> _Data shown_
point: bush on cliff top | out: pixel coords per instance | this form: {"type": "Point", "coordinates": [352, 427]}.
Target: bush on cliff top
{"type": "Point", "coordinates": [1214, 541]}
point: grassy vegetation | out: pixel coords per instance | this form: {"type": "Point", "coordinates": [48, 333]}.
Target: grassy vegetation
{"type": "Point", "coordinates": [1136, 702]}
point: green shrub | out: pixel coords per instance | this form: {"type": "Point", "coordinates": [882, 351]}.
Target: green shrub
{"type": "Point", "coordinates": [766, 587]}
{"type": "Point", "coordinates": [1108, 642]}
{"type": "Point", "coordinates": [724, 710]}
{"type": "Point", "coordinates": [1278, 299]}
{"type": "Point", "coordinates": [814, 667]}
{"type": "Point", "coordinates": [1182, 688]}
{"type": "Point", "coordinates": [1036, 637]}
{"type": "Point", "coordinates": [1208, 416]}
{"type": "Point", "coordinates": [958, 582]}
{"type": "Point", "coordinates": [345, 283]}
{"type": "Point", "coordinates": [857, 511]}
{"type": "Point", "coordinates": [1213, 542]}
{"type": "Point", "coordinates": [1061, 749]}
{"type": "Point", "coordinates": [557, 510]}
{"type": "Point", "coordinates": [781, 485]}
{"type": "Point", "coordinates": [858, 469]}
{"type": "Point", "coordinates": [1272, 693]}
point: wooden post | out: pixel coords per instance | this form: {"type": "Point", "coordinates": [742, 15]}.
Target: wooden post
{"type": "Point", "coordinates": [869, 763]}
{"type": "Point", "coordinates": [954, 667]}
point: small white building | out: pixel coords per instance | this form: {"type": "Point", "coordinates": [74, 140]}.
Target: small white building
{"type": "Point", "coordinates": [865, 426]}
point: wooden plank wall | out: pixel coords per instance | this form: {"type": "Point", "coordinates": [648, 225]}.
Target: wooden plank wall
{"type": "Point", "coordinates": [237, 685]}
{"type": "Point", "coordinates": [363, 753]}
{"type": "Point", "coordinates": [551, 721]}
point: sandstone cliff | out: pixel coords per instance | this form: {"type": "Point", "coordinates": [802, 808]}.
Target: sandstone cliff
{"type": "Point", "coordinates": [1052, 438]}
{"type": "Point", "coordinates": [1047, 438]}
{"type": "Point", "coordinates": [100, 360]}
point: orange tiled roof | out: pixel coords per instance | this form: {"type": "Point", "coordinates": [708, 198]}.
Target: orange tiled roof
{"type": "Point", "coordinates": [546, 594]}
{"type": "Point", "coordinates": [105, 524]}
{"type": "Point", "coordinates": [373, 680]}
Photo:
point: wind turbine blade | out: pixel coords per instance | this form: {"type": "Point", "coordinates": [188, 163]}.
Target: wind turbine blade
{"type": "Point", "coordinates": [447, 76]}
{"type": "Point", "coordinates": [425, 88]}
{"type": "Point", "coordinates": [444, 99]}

> _Work order_
Transcribe each entry verbatim, leaving none out.

> _Expected output_
point: bush on cliff top | out: pixel coords per instance | this form: {"type": "Point", "coordinates": [352, 427]}.
Target: bush on cliff top
{"type": "Point", "coordinates": [1214, 541]}
point: grassy vegetation | out: pixel coords per instance | this form: {"type": "Point", "coordinates": [48, 333]}.
Target: grassy vegetation
{"type": "Point", "coordinates": [1136, 702]}
point: green shrub | out: pixel coords per instance | this form: {"type": "Point", "coordinates": [882, 351]}.
Target: green shrub
{"type": "Point", "coordinates": [766, 587]}
{"type": "Point", "coordinates": [1108, 642]}
{"type": "Point", "coordinates": [724, 710]}
{"type": "Point", "coordinates": [1278, 299]}
{"type": "Point", "coordinates": [814, 667]}
{"type": "Point", "coordinates": [1182, 688]}
{"type": "Point", "coordinates": [1036, 637]}
{"type": "Point", "coordinates": [1208, 416]}
{"type": "Point", "coordinates": [958, 582]}
{"type": "Point", "coordinates": [345, 283]}
{"type": "Point", "coordinates": [857, 511]}
{"type": "Point", "coordinates": [1213, 542]}
{"type": "Point", "coordinates": [1061, 749]}
{"type": "Point", "coordinates": [557, 510]}
{"type": "Point", "coordinates": [781, 485]}
{"type": "Point", "coordinates": [858, 469]}
{"type": "Point", "coordinates": [1272, 693]}
point: wooden post | out: pixel coords per instance | this form: {"type": "Point", "coordinates": [742, 15]}.
Target: wooden post
{"type": "Point", "coordinates": [869, 763]}
{"type": "Point", "coordinates": [954, 667]}
point: small white building | out: pixel coords per instance | this form: {"type": "Point", "coordinates": [74, 140]}.
Target: small white building
{"type": "Point", "coordinates": [865, 426]}
point: wooden plank wall | out: pixel coords per instance | this form: {"type": "Point", "coordinates": [648, 225]}.
Target: wooden plank wall
{"type": "Point", "coordinates": [237, 685]}
{"type": "Point", "coordinates": [363, 753]}
{"type": "Point", "coordinates": [551, 721]}
point: sandstone cliff | out: pixel coords per instance | this form: {"type": "Point", "coordinates": [802, 808]}.
Target: sandstone cliff
{"type": "Point", "coordinates": [1052, 438]}
{"type": "Point", "coordinates": [1047, 438]}
{"type": "Point", "coordinates": [100, 360]}
point: orange tiled roof | out: pixel coords per instance | this form: {"type": "Point", "coordinates": [708, 198]}.
Target: orange tiled roof
{"type": "Point", "coordinates": [546, 594]}
{"type": "Point", "coordinates": [105, 524]}
{"type": "Point", "coordinates": [373, 680]}
Photo:
point: wind turbine blade | out: pixel coords per instance | this form: {"type": "Point", "coordinates": [188, 163]}.
Target: wind turbine blade
{"type": "Point", "coordinates": [447, 76]}
{"type": "Point", "coordinates": [425, 88]}
{"type": "Point", "coordinates": [444, 99]}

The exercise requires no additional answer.